--- Start DATASET EXTRACT ---
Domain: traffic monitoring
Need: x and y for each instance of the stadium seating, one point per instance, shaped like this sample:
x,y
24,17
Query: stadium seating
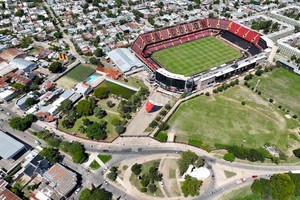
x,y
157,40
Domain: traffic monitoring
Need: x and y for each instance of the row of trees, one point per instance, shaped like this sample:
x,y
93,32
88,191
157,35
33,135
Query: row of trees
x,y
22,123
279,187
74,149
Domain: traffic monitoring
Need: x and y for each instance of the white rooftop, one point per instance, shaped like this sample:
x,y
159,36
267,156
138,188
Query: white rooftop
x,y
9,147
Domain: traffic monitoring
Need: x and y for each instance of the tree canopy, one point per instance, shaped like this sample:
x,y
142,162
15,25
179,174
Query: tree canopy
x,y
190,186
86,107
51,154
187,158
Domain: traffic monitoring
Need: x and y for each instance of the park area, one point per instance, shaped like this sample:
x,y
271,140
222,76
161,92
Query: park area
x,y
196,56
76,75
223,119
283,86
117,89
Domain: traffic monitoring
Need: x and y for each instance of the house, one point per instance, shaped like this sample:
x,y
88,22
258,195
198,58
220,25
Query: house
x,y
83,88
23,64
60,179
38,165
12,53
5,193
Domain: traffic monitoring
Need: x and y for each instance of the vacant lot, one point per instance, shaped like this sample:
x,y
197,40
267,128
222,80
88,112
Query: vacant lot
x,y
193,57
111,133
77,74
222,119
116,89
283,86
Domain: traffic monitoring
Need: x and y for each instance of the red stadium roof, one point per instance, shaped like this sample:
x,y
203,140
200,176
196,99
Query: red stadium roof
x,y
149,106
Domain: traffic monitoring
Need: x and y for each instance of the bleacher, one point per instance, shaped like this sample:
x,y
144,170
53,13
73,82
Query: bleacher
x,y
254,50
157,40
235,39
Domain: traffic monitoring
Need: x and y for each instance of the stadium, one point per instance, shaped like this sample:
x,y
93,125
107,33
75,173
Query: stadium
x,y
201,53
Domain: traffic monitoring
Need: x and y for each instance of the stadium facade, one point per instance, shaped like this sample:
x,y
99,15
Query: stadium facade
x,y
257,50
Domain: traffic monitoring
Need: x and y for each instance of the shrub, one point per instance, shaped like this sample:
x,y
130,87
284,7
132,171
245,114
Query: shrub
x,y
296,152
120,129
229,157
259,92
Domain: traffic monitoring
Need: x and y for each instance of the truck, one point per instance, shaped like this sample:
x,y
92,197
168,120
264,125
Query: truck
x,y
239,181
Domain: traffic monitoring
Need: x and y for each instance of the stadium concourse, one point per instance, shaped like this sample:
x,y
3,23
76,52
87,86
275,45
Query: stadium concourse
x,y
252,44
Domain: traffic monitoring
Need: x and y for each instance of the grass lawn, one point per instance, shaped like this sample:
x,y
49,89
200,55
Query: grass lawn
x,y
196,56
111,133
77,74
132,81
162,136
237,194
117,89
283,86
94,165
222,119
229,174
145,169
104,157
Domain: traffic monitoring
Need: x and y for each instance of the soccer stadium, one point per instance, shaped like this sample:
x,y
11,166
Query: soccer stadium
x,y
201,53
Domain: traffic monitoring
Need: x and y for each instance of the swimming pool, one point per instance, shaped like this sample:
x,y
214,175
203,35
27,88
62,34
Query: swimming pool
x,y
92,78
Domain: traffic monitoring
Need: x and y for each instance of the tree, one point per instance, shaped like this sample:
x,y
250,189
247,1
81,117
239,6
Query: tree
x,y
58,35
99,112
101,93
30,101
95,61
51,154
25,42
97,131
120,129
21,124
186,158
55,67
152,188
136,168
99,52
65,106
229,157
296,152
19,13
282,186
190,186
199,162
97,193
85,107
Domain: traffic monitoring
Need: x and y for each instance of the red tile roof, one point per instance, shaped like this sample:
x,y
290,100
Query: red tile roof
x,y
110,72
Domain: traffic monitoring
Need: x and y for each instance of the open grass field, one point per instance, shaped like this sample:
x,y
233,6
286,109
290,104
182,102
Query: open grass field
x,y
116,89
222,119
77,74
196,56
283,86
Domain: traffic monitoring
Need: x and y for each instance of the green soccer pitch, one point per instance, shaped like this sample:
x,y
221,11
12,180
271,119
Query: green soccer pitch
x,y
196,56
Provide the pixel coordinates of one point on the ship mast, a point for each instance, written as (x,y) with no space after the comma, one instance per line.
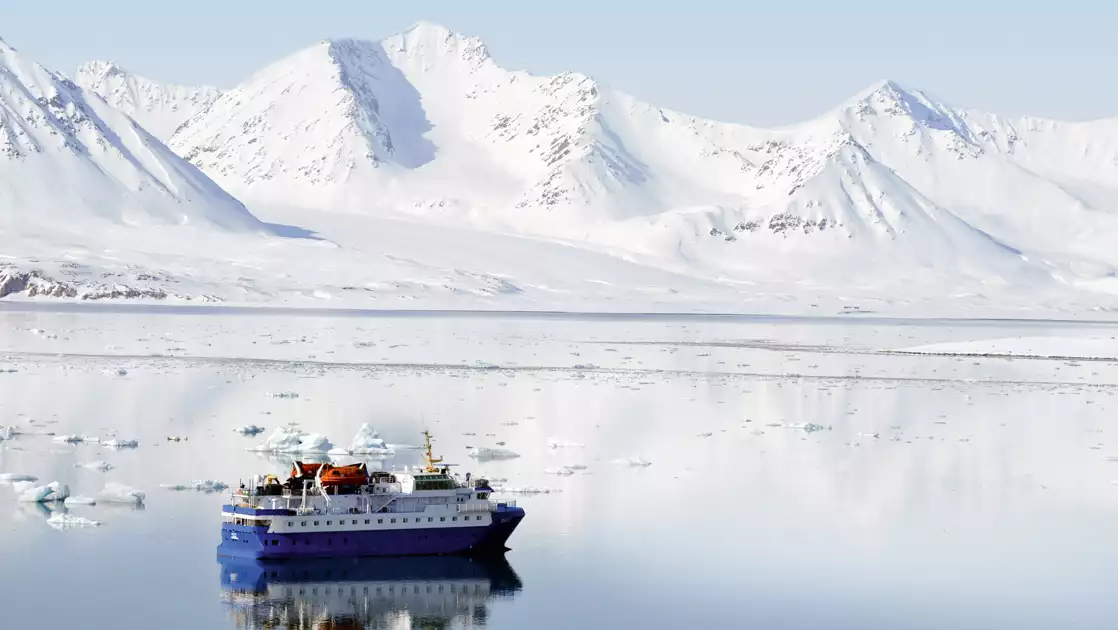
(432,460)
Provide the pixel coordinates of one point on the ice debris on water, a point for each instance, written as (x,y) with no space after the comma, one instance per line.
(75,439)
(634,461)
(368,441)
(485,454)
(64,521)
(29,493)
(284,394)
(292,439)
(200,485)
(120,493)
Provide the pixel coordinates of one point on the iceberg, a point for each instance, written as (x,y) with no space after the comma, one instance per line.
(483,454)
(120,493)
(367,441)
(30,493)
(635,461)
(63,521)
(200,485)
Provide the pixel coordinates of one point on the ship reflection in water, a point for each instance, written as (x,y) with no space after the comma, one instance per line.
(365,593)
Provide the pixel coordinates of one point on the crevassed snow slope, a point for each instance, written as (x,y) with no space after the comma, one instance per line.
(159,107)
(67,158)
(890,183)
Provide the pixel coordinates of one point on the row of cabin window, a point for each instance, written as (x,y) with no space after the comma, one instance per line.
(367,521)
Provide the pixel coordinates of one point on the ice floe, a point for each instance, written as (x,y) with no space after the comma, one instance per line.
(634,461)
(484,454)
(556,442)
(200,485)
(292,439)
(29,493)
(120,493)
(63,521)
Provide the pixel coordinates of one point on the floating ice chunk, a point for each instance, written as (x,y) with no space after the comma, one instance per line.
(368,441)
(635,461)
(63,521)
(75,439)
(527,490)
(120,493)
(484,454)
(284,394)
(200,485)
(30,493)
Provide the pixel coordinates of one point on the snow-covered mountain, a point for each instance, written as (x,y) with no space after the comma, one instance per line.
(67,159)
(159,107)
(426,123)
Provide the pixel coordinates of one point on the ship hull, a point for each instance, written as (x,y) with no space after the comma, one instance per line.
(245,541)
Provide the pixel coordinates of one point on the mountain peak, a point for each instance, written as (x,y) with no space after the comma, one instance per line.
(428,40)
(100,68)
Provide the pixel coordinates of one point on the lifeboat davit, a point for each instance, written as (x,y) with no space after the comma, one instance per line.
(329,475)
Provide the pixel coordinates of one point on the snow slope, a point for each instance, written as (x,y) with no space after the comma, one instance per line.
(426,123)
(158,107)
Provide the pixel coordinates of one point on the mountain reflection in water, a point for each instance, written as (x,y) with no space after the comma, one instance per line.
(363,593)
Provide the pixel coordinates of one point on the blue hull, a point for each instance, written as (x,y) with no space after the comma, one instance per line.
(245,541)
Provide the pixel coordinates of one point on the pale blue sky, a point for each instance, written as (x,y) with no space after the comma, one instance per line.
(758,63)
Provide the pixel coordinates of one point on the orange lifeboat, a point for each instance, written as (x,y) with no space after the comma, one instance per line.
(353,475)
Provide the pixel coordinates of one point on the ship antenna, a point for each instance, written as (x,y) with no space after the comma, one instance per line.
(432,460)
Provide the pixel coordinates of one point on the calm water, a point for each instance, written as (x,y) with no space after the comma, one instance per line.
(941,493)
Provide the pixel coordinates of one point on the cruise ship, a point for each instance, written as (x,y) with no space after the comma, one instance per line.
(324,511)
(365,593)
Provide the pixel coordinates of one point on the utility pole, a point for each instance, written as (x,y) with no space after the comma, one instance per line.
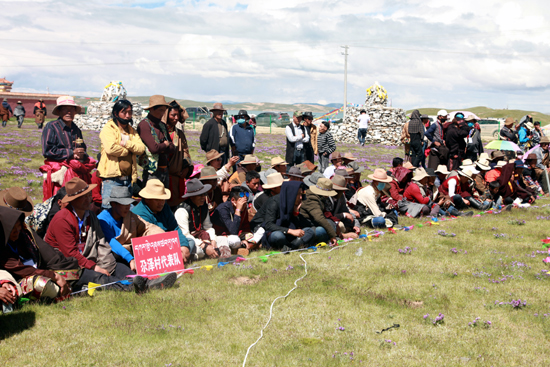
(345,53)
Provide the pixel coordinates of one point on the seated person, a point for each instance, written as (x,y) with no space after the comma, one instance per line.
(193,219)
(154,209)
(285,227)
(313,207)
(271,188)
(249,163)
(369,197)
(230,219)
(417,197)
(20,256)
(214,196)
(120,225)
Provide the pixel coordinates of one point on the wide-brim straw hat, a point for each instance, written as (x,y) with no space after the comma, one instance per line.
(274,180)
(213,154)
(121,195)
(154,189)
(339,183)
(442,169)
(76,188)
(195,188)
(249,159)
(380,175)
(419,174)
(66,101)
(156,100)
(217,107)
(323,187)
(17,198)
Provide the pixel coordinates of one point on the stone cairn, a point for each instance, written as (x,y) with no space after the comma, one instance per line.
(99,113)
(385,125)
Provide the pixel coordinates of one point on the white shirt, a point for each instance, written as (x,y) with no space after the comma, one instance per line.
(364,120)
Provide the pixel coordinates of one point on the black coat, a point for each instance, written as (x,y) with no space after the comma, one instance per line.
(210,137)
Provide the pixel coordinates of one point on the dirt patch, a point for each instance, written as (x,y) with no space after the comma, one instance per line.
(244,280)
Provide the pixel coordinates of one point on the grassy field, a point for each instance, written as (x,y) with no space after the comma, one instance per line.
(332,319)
--- End DATASET EXTRACT ---
AIM: Copy out the data exactly, taking the stretch from the line containing "Provide the pixel coordinates of one point on the dirt" through the end of the data, both ends included.

RESPONSE TO THE EXERCISE:
Provide the pixel coordinates of one point on the dirt patch, a point for each instance, written as (x,y) with no space after the comma, one instance per line.
(244,280)
Provide the pixel coordinates of one point on the grassy field, a point for each instance, written as (x,y) with no space after the comma, one instance per line.
(332,319)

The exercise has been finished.